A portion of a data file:
--------

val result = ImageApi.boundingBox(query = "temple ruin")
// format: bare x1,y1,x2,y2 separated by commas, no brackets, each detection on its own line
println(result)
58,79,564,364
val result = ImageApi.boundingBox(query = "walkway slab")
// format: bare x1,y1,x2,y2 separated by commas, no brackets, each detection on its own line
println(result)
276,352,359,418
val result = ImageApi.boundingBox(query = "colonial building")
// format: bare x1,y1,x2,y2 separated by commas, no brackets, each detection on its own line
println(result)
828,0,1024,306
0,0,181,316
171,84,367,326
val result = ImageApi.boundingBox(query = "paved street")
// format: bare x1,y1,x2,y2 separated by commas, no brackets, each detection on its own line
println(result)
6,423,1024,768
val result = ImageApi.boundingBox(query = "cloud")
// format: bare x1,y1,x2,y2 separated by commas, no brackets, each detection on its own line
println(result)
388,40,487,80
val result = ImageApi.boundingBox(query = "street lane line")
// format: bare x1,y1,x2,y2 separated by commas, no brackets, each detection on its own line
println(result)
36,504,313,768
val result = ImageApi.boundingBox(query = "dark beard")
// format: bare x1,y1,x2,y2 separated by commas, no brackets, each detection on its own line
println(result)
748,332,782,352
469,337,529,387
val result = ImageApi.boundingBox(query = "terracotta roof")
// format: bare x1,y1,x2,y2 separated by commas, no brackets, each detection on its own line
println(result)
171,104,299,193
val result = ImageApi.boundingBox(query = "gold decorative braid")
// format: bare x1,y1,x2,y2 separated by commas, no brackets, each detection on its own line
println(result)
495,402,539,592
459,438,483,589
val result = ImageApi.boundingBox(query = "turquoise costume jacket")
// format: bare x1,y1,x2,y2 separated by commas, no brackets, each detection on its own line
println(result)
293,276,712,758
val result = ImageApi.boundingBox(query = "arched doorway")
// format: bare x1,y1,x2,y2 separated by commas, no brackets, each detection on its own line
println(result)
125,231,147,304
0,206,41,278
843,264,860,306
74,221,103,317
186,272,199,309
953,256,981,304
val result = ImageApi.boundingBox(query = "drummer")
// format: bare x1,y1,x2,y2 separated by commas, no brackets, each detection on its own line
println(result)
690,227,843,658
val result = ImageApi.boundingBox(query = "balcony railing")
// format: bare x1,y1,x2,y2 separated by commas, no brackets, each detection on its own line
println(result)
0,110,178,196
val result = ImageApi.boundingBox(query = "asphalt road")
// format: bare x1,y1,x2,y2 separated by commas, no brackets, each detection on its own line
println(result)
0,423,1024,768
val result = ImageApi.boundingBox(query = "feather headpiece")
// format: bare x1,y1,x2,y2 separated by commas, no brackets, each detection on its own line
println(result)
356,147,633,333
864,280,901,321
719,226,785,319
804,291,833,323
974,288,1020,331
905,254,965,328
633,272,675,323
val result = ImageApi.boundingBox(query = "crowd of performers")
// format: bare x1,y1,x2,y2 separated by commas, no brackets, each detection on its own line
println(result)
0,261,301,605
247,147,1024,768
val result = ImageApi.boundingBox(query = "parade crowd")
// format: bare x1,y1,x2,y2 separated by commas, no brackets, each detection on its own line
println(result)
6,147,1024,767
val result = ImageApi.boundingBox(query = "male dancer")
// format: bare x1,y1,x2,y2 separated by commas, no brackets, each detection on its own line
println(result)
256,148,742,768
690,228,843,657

--------

_Work to do_:
List every line of the records that contains the string "street". Case matters, so match uppercase and lowercase letters precisely.

_Solution_:
val result = ImageApi.boundingBox(query = "paved street")
val result = ImageApi.boundingBox(query = "street lane line")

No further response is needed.